-- start of Source text --

Cardenas, coached by Joel Diaz, entered the contest ranked #4 by the WBA. He was expected to handle Ramirez with little difficulty, but this was a close, tactical fight through eight frames when lightning struck in the form of a left hook to the liver from Cardenas. Ramirez went down on one knee and wasn’t able to beat the count. It was as if Cardenas summoned the ghost of Micky Ward who had a penchant for terminating fights with the same punch that arrived out of the blue.

The official time was 1:37 of round nine. Cardenas improved to 25-1 with his14th win inside the distance. Ramirez, who was stopped in the opening round by Nick “Wrecking” Ball in London in his lone previous fight outside Mexico, falls to 23-3-3.

Co-Feature

In an upset, Tijuana super welterweight Damian Sosa won a split decision over previously undefeated Marques Valle, a local area fighter who was stepping up in class in his first 10-round go. Sosa was the aggressor, repeatedly backing his taller opponent into the ropes where Valle was unable to get good leverage behind his punches.

The 25-year-old Valle, managed by the influential David McWater, was the house fighter. This was his 10th appearance in this building. He brought a 10-0 (7) record and was hoping to emulate the success of his younger brother Dominic Valle who scored a second-round stoppage of his opponent in this ring two weeks ago, improving to 9-0. But Sosa, who brought a 24-2 record, proved to be a bridge too high.

-- end of Source text --

▶ _Stated exercise_: Extract the passage of the boxing report between "The official time" and "behind his punches.", inclusive, copying it word for word.

-- start of Rows --

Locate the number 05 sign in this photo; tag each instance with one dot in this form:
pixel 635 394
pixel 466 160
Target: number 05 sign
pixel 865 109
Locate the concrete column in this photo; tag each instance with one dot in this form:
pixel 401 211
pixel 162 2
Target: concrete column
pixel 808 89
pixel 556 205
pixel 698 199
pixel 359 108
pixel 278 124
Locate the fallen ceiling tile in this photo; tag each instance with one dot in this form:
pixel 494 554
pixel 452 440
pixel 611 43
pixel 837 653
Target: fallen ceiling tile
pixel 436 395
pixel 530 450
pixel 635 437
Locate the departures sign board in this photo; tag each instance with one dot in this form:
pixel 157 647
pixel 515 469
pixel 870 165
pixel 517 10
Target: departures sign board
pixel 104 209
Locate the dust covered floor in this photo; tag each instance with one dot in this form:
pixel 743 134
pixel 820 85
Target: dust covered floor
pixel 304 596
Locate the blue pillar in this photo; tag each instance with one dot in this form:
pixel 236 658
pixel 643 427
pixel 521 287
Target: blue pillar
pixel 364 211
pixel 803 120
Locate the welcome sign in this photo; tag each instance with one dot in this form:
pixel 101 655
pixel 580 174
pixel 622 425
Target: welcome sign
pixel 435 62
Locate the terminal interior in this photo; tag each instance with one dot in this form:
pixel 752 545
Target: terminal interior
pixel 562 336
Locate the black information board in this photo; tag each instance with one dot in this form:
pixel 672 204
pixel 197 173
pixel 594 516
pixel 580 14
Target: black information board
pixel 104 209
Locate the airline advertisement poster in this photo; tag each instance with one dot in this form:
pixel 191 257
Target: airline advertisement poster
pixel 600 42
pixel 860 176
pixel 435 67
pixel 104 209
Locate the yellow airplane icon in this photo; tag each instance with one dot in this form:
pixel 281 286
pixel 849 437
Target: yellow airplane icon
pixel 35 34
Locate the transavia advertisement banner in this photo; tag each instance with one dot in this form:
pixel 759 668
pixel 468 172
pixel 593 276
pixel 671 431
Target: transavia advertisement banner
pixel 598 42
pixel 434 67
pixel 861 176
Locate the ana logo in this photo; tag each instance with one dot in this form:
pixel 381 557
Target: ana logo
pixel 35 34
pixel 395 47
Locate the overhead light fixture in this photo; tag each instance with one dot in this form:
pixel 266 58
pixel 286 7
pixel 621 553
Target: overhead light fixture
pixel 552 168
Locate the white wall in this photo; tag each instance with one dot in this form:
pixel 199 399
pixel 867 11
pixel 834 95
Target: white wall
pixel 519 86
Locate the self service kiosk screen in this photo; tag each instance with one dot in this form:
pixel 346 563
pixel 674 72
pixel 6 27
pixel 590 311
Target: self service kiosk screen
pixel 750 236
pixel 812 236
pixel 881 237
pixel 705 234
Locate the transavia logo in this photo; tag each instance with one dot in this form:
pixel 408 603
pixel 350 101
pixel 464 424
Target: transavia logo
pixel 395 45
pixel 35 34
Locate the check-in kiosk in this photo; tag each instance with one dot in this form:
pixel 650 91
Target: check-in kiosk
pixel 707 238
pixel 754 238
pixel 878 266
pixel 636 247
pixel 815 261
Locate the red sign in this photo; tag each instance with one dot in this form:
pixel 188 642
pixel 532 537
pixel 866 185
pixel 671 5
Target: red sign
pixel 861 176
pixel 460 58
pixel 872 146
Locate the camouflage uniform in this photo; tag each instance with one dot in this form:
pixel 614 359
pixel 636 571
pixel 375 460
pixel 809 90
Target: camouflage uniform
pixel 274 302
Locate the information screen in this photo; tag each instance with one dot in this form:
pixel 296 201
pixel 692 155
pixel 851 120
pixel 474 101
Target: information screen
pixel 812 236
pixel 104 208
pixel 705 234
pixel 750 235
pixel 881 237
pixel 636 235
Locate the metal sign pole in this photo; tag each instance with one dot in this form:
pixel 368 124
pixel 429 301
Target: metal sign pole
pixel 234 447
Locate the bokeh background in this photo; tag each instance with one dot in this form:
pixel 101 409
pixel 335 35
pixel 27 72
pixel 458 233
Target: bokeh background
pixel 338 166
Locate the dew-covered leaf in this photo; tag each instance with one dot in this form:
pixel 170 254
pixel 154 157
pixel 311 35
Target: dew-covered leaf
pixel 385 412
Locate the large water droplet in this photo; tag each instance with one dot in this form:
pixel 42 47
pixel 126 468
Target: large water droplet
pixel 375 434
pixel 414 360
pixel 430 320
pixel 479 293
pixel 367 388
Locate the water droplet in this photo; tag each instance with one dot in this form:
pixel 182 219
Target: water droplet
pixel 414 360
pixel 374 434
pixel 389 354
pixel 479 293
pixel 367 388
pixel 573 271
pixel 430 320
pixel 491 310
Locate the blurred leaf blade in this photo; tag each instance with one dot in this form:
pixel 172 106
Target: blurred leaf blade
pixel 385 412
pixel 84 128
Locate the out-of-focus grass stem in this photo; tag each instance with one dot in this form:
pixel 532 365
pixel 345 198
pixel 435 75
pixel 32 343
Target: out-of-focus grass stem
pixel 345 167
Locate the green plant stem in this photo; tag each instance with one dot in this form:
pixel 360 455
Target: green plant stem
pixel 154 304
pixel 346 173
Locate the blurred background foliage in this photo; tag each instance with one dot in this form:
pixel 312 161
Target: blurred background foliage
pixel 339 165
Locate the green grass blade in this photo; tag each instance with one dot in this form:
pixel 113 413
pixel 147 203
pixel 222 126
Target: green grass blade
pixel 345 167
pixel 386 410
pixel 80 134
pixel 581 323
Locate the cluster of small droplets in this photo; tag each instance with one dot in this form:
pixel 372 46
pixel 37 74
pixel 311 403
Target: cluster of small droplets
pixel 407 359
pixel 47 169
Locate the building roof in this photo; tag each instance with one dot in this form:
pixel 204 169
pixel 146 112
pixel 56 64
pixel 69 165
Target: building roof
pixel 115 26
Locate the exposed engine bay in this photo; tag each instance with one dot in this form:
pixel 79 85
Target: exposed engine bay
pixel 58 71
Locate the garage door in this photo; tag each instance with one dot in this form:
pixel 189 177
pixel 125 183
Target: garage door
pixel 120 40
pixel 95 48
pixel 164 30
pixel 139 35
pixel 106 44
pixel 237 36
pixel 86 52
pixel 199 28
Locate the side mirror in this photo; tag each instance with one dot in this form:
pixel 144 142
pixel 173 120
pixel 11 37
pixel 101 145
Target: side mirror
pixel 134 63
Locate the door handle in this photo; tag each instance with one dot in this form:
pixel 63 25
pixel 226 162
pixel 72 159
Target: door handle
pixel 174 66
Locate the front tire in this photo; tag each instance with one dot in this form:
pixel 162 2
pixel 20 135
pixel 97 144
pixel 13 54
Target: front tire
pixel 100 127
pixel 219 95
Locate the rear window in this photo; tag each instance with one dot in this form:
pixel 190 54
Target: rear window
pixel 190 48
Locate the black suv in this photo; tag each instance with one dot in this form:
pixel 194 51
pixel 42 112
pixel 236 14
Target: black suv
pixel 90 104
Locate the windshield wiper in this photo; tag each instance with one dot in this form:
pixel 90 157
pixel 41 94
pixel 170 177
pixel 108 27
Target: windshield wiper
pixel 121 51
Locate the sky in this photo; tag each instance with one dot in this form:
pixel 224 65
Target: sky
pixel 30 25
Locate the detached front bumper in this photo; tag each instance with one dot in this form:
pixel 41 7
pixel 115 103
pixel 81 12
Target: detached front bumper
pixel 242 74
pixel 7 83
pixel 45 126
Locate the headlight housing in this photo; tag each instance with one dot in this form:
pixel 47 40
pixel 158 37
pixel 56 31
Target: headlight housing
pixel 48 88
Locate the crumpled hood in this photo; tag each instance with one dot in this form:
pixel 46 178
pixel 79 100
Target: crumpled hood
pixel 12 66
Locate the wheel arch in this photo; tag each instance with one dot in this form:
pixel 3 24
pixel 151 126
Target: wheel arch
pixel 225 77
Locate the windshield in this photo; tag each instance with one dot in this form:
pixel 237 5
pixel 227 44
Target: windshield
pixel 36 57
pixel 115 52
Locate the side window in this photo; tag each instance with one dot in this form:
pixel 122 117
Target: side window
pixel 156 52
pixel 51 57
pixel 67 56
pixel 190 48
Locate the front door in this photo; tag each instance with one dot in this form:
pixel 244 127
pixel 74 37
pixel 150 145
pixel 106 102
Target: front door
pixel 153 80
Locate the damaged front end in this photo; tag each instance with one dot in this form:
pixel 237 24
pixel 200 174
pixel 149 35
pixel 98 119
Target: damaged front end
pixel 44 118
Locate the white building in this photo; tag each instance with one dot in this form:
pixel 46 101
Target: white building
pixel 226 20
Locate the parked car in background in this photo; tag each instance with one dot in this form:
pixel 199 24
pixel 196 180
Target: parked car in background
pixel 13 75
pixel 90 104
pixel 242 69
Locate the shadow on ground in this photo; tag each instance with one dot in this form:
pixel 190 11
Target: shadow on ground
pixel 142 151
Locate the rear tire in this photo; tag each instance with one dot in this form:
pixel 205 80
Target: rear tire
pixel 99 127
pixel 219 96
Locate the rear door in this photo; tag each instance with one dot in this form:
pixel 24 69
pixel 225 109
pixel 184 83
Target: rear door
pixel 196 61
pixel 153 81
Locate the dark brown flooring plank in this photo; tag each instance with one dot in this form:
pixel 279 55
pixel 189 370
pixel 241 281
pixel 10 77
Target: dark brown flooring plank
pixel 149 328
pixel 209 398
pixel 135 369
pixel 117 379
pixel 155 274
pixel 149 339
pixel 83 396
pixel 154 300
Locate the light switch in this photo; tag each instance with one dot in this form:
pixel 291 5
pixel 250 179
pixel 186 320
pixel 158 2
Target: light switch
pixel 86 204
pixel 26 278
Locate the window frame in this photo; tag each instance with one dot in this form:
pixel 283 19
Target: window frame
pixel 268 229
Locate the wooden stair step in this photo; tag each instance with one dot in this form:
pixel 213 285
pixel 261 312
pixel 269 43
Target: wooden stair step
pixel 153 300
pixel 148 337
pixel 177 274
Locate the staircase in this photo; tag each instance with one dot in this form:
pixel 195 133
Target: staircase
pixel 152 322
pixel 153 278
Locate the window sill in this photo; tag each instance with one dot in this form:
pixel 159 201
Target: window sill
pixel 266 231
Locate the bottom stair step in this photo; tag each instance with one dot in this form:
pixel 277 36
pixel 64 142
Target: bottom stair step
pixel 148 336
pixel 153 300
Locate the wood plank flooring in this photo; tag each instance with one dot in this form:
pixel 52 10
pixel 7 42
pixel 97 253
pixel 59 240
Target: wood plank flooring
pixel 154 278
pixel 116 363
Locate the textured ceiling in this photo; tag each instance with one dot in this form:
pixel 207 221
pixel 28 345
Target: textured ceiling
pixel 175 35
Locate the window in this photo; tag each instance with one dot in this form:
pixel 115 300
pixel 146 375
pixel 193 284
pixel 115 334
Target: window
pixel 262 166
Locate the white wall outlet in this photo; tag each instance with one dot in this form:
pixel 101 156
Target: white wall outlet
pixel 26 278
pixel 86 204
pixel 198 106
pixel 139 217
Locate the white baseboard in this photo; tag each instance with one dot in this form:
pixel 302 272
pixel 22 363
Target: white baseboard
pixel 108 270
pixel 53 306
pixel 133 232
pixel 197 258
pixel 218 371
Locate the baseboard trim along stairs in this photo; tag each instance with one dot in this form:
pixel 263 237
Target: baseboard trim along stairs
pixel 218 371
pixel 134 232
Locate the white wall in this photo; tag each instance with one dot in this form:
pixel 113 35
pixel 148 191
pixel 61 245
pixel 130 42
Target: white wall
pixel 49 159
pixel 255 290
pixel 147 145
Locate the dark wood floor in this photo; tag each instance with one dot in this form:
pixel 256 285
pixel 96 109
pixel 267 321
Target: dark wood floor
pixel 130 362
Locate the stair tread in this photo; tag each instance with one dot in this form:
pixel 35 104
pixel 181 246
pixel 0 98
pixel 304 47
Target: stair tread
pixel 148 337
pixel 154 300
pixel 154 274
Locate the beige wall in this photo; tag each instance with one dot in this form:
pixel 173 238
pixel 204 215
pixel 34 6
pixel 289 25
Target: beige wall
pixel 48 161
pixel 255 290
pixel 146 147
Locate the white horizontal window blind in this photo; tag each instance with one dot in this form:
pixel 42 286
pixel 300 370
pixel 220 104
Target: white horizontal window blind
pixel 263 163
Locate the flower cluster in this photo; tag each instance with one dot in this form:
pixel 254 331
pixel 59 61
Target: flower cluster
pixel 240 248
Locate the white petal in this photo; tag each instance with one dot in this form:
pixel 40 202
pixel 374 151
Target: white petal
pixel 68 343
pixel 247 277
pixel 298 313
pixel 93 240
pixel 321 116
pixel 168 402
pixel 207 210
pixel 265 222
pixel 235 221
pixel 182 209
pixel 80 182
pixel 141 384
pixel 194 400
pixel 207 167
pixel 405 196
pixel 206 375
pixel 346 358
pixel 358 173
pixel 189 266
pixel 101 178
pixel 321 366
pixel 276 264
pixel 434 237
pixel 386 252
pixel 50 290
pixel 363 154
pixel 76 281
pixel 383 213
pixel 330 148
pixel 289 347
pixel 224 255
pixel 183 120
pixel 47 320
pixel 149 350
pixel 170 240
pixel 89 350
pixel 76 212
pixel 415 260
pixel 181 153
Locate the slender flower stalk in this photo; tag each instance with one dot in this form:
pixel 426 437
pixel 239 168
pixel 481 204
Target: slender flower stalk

-- end of Rows --

▶ _Completed task_:
The official time was 1:37 of round nine. Cardenas improved to 25-1 with his14th win inside the distance. Ramirez, who was stopped in the opening round by Nick “Wrecking” Ball in London in his lone previous fight outside Mexico, falls to 23-3-3.

Co-Feature

In an upset, Tijuana super welterweight Damian Sosa won a split decision over previously undefeated Marques Valle, a local area fighter who was stepping up in class in his first 10-round go. Sosa was the aggressor, repeatedly backing his taller opponent into the ropes where Valle was unable to get good leverage behind his punches.